EXTRACTED DATA ▸

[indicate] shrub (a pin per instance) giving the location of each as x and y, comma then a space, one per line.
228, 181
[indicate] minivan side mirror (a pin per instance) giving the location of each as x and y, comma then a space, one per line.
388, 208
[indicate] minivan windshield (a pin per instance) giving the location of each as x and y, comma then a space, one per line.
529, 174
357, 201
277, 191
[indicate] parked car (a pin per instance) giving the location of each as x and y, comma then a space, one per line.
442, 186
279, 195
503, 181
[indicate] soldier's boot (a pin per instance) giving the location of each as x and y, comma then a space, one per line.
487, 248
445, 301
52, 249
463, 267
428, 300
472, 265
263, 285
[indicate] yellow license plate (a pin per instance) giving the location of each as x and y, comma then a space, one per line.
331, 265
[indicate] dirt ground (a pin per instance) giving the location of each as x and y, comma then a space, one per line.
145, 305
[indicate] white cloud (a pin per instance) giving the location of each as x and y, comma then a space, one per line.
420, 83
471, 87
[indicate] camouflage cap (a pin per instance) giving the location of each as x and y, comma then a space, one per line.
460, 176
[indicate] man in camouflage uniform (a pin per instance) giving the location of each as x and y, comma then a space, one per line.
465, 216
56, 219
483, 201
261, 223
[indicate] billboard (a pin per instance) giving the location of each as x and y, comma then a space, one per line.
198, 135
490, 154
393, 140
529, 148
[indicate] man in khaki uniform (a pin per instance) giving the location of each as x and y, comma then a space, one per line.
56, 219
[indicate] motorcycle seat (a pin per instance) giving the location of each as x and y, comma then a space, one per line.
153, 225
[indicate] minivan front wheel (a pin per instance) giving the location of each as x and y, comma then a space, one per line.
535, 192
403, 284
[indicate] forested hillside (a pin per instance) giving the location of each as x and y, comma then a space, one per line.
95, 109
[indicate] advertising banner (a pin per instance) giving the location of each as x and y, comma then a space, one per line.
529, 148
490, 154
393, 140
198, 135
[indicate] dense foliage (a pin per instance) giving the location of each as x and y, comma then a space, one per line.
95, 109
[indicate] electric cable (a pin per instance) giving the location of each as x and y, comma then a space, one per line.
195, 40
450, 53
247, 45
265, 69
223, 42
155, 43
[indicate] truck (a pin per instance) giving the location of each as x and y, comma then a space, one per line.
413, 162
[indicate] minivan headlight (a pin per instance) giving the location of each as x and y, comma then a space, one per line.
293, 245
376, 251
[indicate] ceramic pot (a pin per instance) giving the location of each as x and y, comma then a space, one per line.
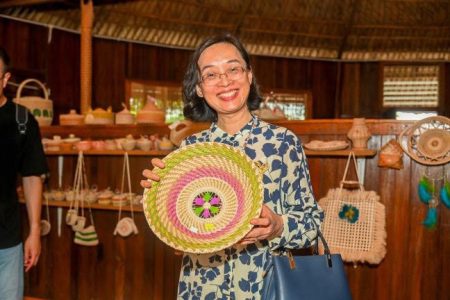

GIVEN REQUEST ▸ Rewrite all the entries, changing every "minivan" to "van" and keeping everything else the same. Leave the pictures out.

SOLUTION TO THIS TASK ▸
[indicate] shrub (a pin per instance) giving the location of each as x and y, comma then a space, one per line.
228, 181
[indicate] van side mirror (a pin per instance) giving the location of each as x and y, comma then a space, one per line.
388, 208
[indicate] van windshield (a pin per instance) giving the location of each as x and y, comma then a space, one per line.
529, 174
357, 201
277, 191
[indicate] parked car (a pin per instance) giving the location of each as x and y, comma then a space, one per line.
442, 186
279, 195
503, 181
[indicate] soldier's boot (a pin per instance) giving the location of each as x and y, comma then a space, one per line.
487, 248
445, 301
52, 249
463, 267
428, 300
472, 265
263, 285
[indicate] yellow license plate (a pin per instance) giving the location of each as x and y, comma then a space, one per line.
331, 265
[indicate] dirt ground (a pin per instance) giving the location of each as x and y, comma then a space, one per line.
145, 305
[indicate] white cloud (a pin per instance) giving the location of each as x and y, comma then a space, one per line.
420, 83
471, 87
[indicate] camouflage cap (a pin per instance) giving the location of each as x and y, comma then a space, one per line.
460, 176
[indicate] man in camouflage uniform (a pin per instance) giving the location of each as x and y, comma then a space, one per line.
465, 216
56, 219
483, 201
261, 223
[indicate] billboard (a pin per instance) giving the location of each as x and y, comma then a space, one per line.
198, 135
490, 154
393, 140
529, 148
[indicate] man in khaki uniform (a pin per instance) giving the location of each as x and y, comma then a space, one per line.
56, 219
[indicate] motorcycle seat (a pin per instance) giving the location of each as x and y, comma then a space, one per line.
153, 225
[indicate] van front wheel (a pin per instance) giving the location of each as x and y, comma then a space, one per line.
535, 192
403, 284
[indicate] forested hillside (a pin per instance) giving the location of each as x and y, comma then a space, one per line.
95, 109
[indicate] advertising banner (a pin per instance) giving the location of each as x and y, comma then a space, one per line.
529, 148
490, 154
393, 140
198, 135
[indicate] dense foliage (a pin per instance) giving the location of each as x and y, comma then a space, one per line.
95, 109
[indicate] electric cable (a pin per instance) giving the location of each as x and y, comma then a space, one per line.
195, 40
450, 53
247, 45
265, 69
223, 42
155, 43
[indicate] truck (a pin per instance) giving the location of each as x and y, comma then a space, one per line.
413, 162
[indicate] van headlight (a pin per instance) giving the location of each as x and y, comma then a space, one per line.
293, 245
376, 251
[indicate] ceramic pot (a pin per instance) giving the location of each as x and y, comma then a space, one per line.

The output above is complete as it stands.